··· GIVEN DATA ···

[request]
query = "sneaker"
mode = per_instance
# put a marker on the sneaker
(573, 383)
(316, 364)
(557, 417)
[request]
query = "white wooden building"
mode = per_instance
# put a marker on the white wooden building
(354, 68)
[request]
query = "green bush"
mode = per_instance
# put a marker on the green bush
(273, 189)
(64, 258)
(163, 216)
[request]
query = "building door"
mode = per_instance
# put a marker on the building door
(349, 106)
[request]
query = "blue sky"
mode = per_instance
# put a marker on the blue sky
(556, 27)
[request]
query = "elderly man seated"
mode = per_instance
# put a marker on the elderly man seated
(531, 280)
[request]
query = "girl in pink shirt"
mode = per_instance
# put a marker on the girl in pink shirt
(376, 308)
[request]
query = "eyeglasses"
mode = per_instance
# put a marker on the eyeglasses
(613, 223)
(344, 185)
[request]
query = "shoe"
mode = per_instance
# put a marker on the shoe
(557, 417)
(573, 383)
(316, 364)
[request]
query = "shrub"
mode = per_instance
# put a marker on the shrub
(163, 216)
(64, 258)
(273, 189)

···

> WRITTEN INSTRUCTION: Give back all of the material above verbatim, every line from first to last.

> RESPONSE TO THE EXERCISE:
[request]
query = "sneaker"
mode = per_instance
# put a marker on the sneaker
(573, 383)
(316, 364)
(557, 417)
[request]
query = "white wooden building"
mode = per_instance
# put a marker on the white wooden building
(354, 68)
[request]
query = "green bush"
mode = per_instance
# put a marker on the green bush
(273, 189)
(64, 258)
(163, 216)
[request]
query = "building door"
mode = per_instance
# put a marker on the building door
(349, 106)
[request]
query = "blue sky"
mode = per_instance
# put a marker on the blue sky
(556, 27)
[request]
query = "elderly man seated"
mode = per_instance
# put a marker on the elderly man seated
(531, 280)
[request]
query = "girl in pink shirt"
mode = per_instance
# put a marker on the girl in pink shirt
(376, 308)
[request]
query = "eyeglasses"
mode = per_instance
# put a marker on the eyeglasses
(613, 223)
(344, 185)
[request]
query = "shoe"
mode = per_instance
# put a marker on the shoe
(557, 417)
(573, 383)
(316, 364)
[request]
query = "shrub"
mode = per_instance
# put a marker on the shrub
(163, 216)
(64, 258)
(273, 189)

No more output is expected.